* **Arbeitsauftrag 1**
Auf wen hatte es die Dämonin Lamaschtu laut dem Text über Wüstendämonen vor allem abgesehen?
* **Arbeitsauftrag 2**
Führe den Text über Geister und Dämonen in der Wüste im Anschluss an seinen letzten Satz weiter.

Wo Geister und Dämonen wohnen

Der Glaube, dass Wüsten von Dämonen und Geistern bewohnt sind, hat eine erstaunlich lange Geschichte – bis heute. Diese Wesen gelten oft als gefährlich, bedrohlich oder zumindest ambivalent. Bereits Texte und Artefakte aus dem antiken Mesopotamien belegen das Bild der Wüste als Raum, welcher der geordneten Welt gegenübersteht, und in dem sich „Anders-Wesen“ wie krankheitsbringende Dämonen oder unversorgte Geister von Verstorbenen aufhalten. Die Andersartigkeit der Dämonen und ihre Verbindung zur Wüste werden häufig durch ihre Mischwesengestalt ausgedrückt.

Eine solche negative Gestalt ist die mesopotamische Dämonin Lamaschtu. Diese Krankheitsdämonin hatte es insbesondere auf Säuglinge abgesehen. Typische Elemente ihrer Gestalt, welche auf Schutzamuletten dargestellt ist, sind ihr Löwenkopf mit Mähne und Kopfschmuck, Eselsohren, ihr nackter Oberkörper mit hängenden Brüsten sowie Vogelfüße. Häufig hält sie Schlangen in den Händen; ein Schwein und ein Hund saugen an ihrer Brust.

 


Schutzamulett gegen die Dämonin Lamaschtu
(Mesopotamien, ca. 900–600 v. Chr.). Louvre.


Zeichnung des Lamaschtu-Amuletts.

* **Zu prüfende Daten**
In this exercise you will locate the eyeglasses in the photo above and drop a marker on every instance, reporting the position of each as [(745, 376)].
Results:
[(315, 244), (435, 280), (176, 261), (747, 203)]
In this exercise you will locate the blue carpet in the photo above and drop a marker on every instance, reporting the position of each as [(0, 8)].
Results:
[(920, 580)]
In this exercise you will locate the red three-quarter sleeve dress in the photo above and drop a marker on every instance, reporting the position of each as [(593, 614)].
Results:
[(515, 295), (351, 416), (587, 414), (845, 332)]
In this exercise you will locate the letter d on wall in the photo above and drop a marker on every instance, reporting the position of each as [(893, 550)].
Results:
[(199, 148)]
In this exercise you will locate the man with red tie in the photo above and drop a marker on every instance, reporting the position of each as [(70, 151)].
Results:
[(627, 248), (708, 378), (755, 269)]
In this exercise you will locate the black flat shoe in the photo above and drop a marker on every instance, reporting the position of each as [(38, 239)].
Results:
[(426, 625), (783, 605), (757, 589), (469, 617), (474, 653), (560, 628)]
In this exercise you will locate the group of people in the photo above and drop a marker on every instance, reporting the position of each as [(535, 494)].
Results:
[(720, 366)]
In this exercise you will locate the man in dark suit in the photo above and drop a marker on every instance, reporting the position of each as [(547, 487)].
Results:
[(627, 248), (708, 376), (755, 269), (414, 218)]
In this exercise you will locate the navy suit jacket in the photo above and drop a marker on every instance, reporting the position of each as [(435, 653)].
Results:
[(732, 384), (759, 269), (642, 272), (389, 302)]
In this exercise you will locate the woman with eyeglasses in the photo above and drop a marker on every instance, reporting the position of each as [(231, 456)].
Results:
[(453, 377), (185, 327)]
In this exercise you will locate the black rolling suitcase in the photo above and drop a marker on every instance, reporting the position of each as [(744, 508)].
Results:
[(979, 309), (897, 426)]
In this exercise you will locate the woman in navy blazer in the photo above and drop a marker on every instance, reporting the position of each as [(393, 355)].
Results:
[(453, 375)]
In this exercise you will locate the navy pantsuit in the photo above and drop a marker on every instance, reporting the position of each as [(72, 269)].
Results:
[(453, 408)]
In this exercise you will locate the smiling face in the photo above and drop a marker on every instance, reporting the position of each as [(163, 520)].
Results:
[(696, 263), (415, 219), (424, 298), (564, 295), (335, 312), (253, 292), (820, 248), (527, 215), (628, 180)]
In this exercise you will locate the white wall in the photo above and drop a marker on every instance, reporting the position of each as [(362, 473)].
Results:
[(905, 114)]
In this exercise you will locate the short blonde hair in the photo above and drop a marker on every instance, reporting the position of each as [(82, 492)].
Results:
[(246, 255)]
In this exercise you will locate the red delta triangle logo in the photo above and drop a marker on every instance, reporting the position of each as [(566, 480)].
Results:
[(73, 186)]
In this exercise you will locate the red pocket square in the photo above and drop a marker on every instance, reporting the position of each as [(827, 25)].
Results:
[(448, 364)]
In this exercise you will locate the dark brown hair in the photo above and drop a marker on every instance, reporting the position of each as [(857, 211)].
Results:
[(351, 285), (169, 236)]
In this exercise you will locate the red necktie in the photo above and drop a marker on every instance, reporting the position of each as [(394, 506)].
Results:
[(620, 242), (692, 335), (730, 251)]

* **Ergebnis 1**
Auf Säuglinge.

* **Ergebnis 2**
Mesopotamische Amulette gegen Lamaschtu bestehen oft aus mehreren Bildregistern. In der Hauptszene im unteren Register ist die Dämonin auf einem Esel stehend in einem Boot dargestellt, das sie in die Unterwelt bringen soll. Hinter Lamaschtu steht der Dämon Pazuzu, der Lamaschtu mit erhobenem Arm abwehrt. Im rechten Bereich des Registers sind verschiedene Gegenstände dargestellt, die man in Abwehrritualen der Dämonin als Reiseproviant mitgab. Weitere Register zeigen eine Szene mit mythischen Heilern, die einen im Bett liegenden Kranken betreuen, weitere Schutzdämonen in Abwehrgestus sowie eine Reihe von Göttersymbolen. Am oberen Rand des Amuletts lugt der Kopf des Dämons Pazuzu hervor.


Figurine des Dämonen Pazuzu
(Replik; Mesopotamien; ca. 900–600 v. Chr.).
Der Dämon Pazuzu war der Gegenspieler der Lamaschtu. Er wurde in Form von Statuetten, auf Amuletten oder Anhängern dargestellt. Im Westen bekannt geworden durch den Film „Der Exorzist“ (1973), galt Pazuzu im alten Mesopotamien als ambivalenter Akteur. An seiner unverwechselbaren Gestalt stechen sein Hundemaul mit den gefletschten Zähnen, der Hundeleib, die Vogelfüße, Raubtierpranken, der Skorpionschwanz und der erigierte Penis mit Schlangenkopf hervor. Pazuzu konnte auch mit Flügeln dargestellt werden, die ihn als Winddämon ausweisen.


Schutzamulett gegen die Dämonin Gelou, auch Lamia genannt, mit griechischer Inschrift (Ägypten; 4.–7. Jh. n. Chr.).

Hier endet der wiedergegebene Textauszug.